■ **DESCRIPTION OF THE TASK**:
According to the travel account below, what is the King's Palace now used for?

■ **SOURCE EXTRACT**:

>>>>

We got off our boat and started walking towards the King’s Palace. Despite the name, the King and the royal family don’t actually live there anymore – it is now used only for ceremonial and tourism purposes. A quick note about the King – he is everywhere in Thailand. In power since 1946, he is the world’s longest reigning current head-of-state. Pictures of him, often accompanied by his wife, are on just about every street corner, in many restaurants and hotel lobbies, on billboards, and everywhere else. His face is also on every piece of Thai currency, from the 1 Baht coin to the 1000 Baht banknote. We’ve heard from multiple people who have visited here that it is very, very bad to criticize the king or royal family in any way. Obviously we have not tried to test that!

We made our way to the palace and took in the sights. Many of the individual wats were not open for public viewing, but we did see the inside of the largest and most impressive temples. Unfortunately, taking pictures was not permitted (neither was wearing shoes) so we can’t share any pictures of the insides. You’ll just have to come see it for yourself!

<<<<

■ **MATERIAL PROVIDED**:
>>>>

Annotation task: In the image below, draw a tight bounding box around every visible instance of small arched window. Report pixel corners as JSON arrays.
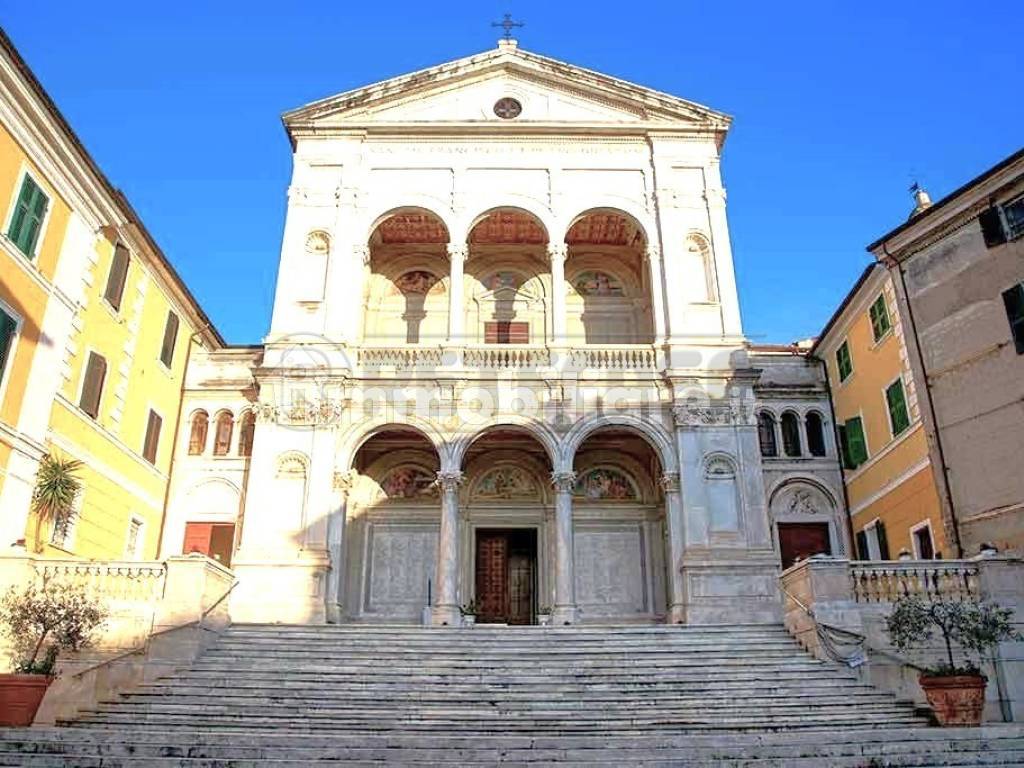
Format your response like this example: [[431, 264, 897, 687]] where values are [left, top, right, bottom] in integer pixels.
[[806, 411, 825, 456], [782, 412, 800, 456], [188, 411, 210, 456], [239, 411, 256, 456], [758, 411, 778, 457], [213, 411, 234, 456]]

<<<<

■ **REPLY TO THE TASK**:
Only for ceremonial and tourism purposes.